#### [TASK TO COMPLETE]
Return exactly the span of lines that opens with the line containing "the guitar fretboard" and closes with the last line of the data, inclusive.

Records from a data collection
******************************
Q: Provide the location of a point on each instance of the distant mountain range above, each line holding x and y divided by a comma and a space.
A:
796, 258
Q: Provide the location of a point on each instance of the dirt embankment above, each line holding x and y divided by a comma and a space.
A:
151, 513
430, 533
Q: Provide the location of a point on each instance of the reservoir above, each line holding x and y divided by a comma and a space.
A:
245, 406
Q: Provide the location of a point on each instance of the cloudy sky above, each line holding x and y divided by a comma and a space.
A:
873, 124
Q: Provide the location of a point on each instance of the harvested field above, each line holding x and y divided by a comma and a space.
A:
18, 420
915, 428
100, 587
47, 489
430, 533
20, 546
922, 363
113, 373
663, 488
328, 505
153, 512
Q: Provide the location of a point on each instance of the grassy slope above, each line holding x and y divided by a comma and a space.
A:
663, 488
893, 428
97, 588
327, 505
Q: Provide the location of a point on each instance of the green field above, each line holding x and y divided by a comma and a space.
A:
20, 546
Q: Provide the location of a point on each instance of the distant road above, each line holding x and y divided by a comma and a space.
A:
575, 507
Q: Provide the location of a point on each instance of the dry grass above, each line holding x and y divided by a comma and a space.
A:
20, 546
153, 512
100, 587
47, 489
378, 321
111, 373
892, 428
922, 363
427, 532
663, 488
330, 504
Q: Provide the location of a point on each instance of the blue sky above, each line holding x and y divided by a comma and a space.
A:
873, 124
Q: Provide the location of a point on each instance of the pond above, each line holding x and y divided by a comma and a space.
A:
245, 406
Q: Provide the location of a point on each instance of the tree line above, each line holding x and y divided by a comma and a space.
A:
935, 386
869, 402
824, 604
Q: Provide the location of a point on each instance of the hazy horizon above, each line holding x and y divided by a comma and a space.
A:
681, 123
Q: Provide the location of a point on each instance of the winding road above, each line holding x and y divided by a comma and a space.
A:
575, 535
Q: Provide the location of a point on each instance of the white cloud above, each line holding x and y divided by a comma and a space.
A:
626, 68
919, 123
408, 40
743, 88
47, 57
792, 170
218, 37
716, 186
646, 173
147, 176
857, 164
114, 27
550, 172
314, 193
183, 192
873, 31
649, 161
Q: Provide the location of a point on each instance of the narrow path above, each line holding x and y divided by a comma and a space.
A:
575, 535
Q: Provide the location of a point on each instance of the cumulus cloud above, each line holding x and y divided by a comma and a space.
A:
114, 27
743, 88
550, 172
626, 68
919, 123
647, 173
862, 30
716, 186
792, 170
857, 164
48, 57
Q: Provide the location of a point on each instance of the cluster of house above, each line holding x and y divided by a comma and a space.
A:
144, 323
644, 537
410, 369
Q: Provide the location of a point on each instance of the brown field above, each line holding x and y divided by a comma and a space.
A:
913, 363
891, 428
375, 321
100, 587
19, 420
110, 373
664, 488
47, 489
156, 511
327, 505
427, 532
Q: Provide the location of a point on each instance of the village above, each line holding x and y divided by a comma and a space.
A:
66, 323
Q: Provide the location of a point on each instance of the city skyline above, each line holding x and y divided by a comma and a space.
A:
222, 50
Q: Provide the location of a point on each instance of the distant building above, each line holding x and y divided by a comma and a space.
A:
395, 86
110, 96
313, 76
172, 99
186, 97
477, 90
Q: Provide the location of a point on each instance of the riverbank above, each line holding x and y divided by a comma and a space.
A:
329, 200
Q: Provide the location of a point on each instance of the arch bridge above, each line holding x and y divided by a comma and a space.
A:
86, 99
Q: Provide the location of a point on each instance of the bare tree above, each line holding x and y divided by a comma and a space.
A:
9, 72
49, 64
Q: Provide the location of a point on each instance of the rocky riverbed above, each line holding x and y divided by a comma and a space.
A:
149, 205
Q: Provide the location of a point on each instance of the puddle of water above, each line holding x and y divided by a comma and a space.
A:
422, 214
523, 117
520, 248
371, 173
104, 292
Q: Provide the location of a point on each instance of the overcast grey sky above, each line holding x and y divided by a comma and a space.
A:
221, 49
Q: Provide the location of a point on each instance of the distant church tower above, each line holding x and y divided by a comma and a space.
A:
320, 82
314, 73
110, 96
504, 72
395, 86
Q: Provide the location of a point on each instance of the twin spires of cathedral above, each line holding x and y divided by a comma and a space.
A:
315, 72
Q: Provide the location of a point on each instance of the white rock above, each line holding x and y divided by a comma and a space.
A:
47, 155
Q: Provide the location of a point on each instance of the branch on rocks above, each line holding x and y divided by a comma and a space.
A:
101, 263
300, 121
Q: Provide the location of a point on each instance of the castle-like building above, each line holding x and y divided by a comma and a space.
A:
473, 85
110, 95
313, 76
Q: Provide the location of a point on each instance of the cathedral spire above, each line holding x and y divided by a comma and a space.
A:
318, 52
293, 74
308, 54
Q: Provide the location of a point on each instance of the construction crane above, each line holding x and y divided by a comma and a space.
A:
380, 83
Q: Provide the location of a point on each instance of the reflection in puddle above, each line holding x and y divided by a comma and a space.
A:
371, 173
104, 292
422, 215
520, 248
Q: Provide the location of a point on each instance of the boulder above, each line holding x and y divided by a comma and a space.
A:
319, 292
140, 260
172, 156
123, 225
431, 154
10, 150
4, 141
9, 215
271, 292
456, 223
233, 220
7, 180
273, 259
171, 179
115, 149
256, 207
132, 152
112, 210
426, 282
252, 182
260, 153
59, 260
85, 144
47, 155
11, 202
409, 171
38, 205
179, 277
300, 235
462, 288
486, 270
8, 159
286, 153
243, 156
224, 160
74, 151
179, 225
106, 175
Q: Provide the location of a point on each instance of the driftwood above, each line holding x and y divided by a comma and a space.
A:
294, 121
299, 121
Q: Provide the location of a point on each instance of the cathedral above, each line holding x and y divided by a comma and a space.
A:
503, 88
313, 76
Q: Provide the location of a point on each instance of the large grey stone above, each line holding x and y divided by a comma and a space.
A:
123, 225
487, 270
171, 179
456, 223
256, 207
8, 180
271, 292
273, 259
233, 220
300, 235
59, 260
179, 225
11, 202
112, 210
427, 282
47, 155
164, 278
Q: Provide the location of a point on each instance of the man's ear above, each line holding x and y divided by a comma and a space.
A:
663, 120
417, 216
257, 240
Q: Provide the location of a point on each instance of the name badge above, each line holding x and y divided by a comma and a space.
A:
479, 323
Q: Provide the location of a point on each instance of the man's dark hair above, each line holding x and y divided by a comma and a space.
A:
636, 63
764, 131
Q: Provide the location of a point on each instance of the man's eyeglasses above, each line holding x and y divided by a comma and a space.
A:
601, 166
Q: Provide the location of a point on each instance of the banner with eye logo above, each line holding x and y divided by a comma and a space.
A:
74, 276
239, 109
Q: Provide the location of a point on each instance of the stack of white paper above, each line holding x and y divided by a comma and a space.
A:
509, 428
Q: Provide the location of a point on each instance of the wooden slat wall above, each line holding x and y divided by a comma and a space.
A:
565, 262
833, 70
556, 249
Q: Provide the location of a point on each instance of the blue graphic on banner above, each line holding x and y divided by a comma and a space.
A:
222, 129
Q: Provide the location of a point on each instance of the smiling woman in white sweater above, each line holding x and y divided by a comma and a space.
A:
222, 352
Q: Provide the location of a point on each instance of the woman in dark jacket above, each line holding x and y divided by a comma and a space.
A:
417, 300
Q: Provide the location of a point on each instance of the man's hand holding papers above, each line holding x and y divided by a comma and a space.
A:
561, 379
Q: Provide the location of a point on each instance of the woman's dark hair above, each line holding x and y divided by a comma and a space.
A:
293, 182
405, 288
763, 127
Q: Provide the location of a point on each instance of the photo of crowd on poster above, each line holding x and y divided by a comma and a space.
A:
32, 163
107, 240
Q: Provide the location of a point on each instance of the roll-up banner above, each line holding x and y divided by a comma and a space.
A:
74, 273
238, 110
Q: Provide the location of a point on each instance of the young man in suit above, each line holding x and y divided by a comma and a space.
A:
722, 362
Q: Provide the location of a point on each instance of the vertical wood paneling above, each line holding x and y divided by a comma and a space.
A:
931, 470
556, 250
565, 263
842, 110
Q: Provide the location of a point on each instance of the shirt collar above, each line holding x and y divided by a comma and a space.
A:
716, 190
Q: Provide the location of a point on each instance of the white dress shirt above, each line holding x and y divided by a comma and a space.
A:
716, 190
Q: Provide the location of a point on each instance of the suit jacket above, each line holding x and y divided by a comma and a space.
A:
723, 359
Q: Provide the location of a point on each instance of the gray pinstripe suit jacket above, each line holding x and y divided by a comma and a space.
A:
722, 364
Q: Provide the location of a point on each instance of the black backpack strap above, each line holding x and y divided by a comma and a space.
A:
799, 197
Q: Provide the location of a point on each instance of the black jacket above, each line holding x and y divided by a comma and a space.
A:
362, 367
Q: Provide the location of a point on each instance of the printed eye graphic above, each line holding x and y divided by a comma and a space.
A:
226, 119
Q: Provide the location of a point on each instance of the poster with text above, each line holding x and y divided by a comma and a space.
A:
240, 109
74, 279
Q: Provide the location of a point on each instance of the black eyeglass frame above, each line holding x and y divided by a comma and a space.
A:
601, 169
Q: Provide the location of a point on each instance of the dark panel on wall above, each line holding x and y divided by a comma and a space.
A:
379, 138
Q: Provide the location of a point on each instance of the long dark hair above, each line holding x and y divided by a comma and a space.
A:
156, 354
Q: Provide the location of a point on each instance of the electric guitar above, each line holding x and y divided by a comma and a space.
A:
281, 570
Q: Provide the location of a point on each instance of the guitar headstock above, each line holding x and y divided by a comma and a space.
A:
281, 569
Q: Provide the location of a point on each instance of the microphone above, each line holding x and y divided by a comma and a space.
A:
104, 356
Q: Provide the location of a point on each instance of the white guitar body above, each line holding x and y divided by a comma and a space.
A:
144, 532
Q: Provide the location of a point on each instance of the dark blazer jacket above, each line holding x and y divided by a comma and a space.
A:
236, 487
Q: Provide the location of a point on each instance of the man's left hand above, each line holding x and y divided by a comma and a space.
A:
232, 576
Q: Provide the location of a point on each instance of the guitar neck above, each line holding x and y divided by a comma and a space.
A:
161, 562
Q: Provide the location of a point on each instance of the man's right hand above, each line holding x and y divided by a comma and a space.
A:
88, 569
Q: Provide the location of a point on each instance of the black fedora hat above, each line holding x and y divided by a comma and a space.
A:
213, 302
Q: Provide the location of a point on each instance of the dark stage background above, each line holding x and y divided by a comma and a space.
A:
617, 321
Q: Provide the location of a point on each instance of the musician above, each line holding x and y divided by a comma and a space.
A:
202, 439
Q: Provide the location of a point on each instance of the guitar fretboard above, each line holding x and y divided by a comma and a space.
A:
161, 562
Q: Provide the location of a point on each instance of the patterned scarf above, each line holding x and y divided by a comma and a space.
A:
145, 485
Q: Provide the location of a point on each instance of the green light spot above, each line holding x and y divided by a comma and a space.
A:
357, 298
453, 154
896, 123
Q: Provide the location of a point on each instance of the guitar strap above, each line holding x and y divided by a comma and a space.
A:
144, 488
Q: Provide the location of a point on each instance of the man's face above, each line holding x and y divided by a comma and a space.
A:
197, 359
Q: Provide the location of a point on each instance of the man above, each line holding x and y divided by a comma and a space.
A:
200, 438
******************************
#### [SOLUTION BELOW]
Q: Provide the location of a point on each instance of the guitar fretboard above, each line holding x and y divided by a comma and a space.
A:
161, 562
Q: Provide the location of a point on each instance of the patterned scarf above, each line holding x and y divided by a comma and a space.
A:
145, 485
Q: Provide the location of a point on each instance of the green light spot above, each line holding x and y divided by a comma and a space.
A:
357, 298
453, 154
896, 123
Q: Provide the location of a point on each instance of the guitar strap above, each line holding x and y divided by a comma and a space.
A:
144, 488
Q: Provide the location of a point on each instance of the man's face above, each line holding x and y divided by a comma and a space.
A:
197, 359
Q: Provide the location of a point on each instance of the man above, each line holding x and y divided by a comma and a space.
A:
200, 438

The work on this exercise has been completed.